— start of EXTRACT PROVIDED —
#-------------------------------------------------------------------------------------------------------------------------------------------------------
# File Title: DQC_Script.R
# TITLE: Data quality check LTER on different files in scheduling folder
# Author: Brida Christian, Genova Giulio, Zandonai Alessandro
# Institute for Alpine Environment
# Data: 13/12/2017
# Version: 1.0
#
#------------------------------------------------------------------------------------------------------------------------------------------------------
rm(list = ls(all.names = TRUE))
# ..... Libraries .....................................................................................................................................
library(devtools)
install_github("bridachristian/DataQualityCheckEuracAlpEnv")
library("DataQualityCheckEuracAlpEnv")
library(zoo)
library(knitr)
library(ggplot2)
library(reshape2)
library(DT)
library(htmltools)
# ..... Input section .................................................................................................................................
## Description:
# input_dir: # dir: Directory where to put input files.
# output_dir_data: # dir: Directory where to save output files
# output_dir_report: # dir: Directory where to save output report
# project_dir: # dir: Directory of DataQualityCheckEuracAlpEnv package. Inside there are R script, Rmarkdown document and support files.
# data_from_row: # num: The row number of the first data row. (How many rows are dedicated to headers? + 1)
# header_row_number: # num: The row number of the header names
# datetime_header: # chr: The string to use to recognize datetime
# datetime_format: # chr: The string to use to recognize datetime. Use only: y -> year, m -> month, d -> day, H -> hour, M -> minute
# datetime_sampling: # chr: The string that define the time sampling (in POSIXct format)
# record_header: # chr: The string to use to recognize record header
# range_file: # chr: The string that indicate the name of range file saved in folder "project_dir/Data/Support_files/Range"
— end of EXTRACT PROVIDED —
### WHAT YOU NEED TO DO:
(a) In the R data quality check script, how do you arrive at the value for data_from_row?
(b) Carry on the R data quality check script from its last line.
— start of DATASET ENTRIES —
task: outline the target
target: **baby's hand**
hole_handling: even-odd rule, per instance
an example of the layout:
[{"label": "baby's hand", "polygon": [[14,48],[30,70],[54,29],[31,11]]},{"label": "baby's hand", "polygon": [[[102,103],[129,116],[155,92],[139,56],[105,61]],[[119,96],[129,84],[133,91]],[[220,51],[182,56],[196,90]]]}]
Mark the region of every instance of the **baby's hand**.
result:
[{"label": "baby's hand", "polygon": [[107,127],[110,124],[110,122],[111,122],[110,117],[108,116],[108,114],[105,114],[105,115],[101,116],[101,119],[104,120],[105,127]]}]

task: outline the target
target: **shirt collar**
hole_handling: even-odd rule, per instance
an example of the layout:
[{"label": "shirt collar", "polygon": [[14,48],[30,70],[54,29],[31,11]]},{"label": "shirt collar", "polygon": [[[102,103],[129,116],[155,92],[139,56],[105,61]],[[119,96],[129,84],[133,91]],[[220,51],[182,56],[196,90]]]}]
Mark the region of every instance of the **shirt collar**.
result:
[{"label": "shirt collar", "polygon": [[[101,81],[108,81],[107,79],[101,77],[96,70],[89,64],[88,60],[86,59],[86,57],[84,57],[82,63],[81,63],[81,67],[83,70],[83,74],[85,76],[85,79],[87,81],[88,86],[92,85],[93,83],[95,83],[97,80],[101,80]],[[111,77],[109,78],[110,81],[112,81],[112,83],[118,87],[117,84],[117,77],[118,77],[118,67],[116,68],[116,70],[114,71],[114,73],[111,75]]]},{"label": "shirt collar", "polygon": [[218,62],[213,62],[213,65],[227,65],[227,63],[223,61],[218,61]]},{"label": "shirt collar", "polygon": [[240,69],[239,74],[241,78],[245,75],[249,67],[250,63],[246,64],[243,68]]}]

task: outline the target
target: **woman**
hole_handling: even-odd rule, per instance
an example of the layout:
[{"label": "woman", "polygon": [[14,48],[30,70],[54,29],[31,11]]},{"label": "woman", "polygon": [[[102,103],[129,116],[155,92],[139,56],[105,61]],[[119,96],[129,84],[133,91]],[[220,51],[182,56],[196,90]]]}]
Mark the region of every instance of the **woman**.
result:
— end of DATASET ENTRIES —
### EXPECTED RESPONSES:
(a) Count how many rows are taken up by headers and add one. The result is the row number of the first data row.

(b)
# write_output_files: # log: Logical status (TRUE/FALSE) to decide if save output data or not
# write_output_report: # log: Logical status (TRUE/FALSE) to decide if save output report or not
# file: # chr: The string that indicate the name of file to process
# start_date: # date: First date to consider for the analysis. Date before are not considered
# ..... Params section .....................................................................................................................................
input_dir <- "H:/Projekte/Klimawandel/Experiment/data/2order/DataQualityCheckEuracAlpEnv/Data/Input/" # where input files are
output_dir_data <- "H:/Projekte/Klimawandel/Experiment/data/2order/DataQualityCheckEuracAlpEnv/Data/Output/data/" # where to put output files
output_dir_report <- "H:/Projekte/Klimawandel/Experiment/data/2order/DataQualityCheckEuracAlpEnv/Data/Output/report/" # where to put output reports
project_dir <- "H:/Projekte/Klimawandel/Experiment/data/2order/DataQualityCheckEuracAlpEnv/" # where package is developed or cloned from github
data_from_row = 5 # <-- Row number of first data
header_row_number = 2 # <-- Row number of header
datetime_header = "TIMESTAMP" # <-- header corresponding to TIMESTAMP
datetime_format = "%Y-%m-%d %H:%M" # <-- datetime format. Use only: Y -> year, m -> month, d -> day, H -> hour, M -> minute
datetime_sampling = "15 min"
record_header = "RECORD"
range_file = "Range.csv"
write_output_files = "TRUE"
write_output_report = "FALSE"
file <- "M3.dat"
start_date <- "2017-11-23 05:45:00"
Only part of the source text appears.